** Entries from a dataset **
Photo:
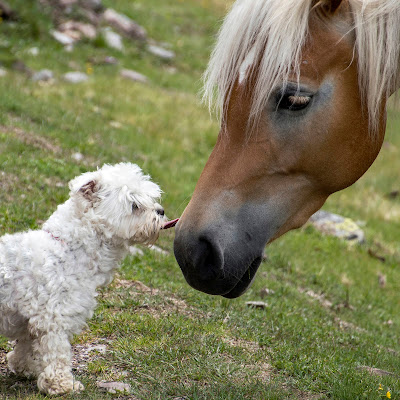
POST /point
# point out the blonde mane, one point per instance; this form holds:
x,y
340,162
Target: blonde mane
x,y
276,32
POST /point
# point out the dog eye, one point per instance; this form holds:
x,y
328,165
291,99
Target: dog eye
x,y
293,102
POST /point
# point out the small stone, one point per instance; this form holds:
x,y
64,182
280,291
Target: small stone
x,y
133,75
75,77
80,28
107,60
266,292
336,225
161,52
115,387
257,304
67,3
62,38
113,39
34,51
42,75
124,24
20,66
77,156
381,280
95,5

** TO BE DONE **
Copy out all of the records above, replacing every "point out" with "mark" and keeping everything else unchanged. Omit the pictures from your answer.

** EXERCISE RESULT **
Photo:
POST /point
# mark the blonde mane, one point per instance; this form holds:
x,y
340,162
Target: blonde mane
x,y
276,32
POST /point
# mark the dog eye, one point per instance; this form holds:
x,y
328,165
291,99
Target: dog eye
x,y
293,102
POST /point
# mark the small stone, one point per instance; this form holds:
x,y
64,182
280,291
Target: small stone
x,y
133,75
75,77
80,28
107,60
266,292
336,225
161,52
115,387
257,304
67,3
62,38
113,39
34,51
42,75
124,24
20,66
77,156
381,280
95,5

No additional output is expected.